THE INPUT
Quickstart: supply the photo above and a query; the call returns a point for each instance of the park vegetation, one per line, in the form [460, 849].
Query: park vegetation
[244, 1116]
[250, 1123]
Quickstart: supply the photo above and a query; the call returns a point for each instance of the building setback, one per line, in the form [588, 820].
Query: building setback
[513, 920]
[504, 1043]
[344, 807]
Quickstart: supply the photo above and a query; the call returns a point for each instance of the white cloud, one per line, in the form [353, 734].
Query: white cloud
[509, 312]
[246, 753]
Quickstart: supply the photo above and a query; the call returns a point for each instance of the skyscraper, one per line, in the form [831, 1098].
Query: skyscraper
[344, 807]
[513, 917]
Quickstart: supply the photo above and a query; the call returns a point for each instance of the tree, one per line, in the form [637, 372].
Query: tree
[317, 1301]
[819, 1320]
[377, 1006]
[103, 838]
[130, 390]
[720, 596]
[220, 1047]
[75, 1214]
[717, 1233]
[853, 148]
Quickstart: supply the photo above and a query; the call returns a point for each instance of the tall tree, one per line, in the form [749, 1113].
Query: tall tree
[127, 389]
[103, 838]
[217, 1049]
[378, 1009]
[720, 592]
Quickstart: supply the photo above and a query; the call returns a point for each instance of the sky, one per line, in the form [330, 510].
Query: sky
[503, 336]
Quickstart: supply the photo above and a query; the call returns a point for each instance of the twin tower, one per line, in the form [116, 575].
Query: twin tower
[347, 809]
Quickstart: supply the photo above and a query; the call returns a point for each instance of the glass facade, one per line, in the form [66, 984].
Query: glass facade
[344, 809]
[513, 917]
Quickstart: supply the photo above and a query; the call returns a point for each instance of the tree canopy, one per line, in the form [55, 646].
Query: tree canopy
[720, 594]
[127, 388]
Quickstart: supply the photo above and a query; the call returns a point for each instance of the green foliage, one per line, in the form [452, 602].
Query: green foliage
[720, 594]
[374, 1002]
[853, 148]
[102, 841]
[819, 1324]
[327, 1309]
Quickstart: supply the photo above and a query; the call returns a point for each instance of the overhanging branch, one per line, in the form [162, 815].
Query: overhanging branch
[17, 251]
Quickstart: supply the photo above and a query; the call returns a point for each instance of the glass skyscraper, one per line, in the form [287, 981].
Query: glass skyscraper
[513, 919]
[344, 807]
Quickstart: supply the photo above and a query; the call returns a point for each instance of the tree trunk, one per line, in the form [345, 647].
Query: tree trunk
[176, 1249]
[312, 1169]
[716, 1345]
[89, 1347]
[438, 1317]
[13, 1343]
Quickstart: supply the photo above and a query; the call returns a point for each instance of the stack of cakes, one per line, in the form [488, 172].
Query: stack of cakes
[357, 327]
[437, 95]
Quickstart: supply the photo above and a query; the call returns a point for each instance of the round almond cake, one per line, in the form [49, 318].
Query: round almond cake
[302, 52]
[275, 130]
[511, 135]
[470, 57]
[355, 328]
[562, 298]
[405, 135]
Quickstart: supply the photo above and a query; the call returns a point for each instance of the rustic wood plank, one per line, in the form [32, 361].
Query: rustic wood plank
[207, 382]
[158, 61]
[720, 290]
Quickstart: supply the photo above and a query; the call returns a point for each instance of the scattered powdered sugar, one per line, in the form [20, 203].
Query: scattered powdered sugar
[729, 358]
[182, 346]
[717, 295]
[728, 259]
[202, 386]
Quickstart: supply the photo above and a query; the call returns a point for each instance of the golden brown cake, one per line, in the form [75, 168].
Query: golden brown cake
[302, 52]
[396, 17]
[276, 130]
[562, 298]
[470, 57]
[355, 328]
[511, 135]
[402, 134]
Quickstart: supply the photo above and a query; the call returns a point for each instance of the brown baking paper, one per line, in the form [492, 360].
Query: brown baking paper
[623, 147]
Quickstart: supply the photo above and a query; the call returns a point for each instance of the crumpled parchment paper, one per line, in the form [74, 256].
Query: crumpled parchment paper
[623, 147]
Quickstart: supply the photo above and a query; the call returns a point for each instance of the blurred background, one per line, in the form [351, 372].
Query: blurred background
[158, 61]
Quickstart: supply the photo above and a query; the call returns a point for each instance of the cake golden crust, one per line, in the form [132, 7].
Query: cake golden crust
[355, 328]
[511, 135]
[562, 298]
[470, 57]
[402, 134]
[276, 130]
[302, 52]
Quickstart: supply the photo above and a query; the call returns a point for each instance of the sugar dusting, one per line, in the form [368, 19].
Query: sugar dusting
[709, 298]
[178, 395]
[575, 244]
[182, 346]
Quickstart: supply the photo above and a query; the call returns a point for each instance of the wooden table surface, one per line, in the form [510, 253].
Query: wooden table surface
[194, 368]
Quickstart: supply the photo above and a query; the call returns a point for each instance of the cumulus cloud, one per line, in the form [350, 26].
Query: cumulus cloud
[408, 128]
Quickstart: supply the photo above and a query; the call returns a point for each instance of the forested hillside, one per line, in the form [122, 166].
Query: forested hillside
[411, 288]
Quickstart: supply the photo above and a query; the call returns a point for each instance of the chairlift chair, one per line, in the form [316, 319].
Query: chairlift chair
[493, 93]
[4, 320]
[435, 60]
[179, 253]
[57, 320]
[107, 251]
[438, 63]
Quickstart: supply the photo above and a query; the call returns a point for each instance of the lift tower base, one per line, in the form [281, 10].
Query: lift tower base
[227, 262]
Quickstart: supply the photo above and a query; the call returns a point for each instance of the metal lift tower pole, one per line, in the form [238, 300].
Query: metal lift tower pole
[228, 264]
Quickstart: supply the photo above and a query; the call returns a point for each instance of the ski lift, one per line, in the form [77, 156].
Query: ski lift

WRITTEN PROBLEM
Convert everything from the line containing "form [77, 156]." down to the end of the data into a Markdown table with the columns Index and Entry, numbering each line and leaving out blank lines.

PROBLEM SOLUTION
| Index | Entry |
|---|---|
| 1 | Quickstart: supply the photo above and a query; the call returns a point for each instance of the ski lift, one per line, in the form [77, 156]. |
| 2 | Query: ski lift |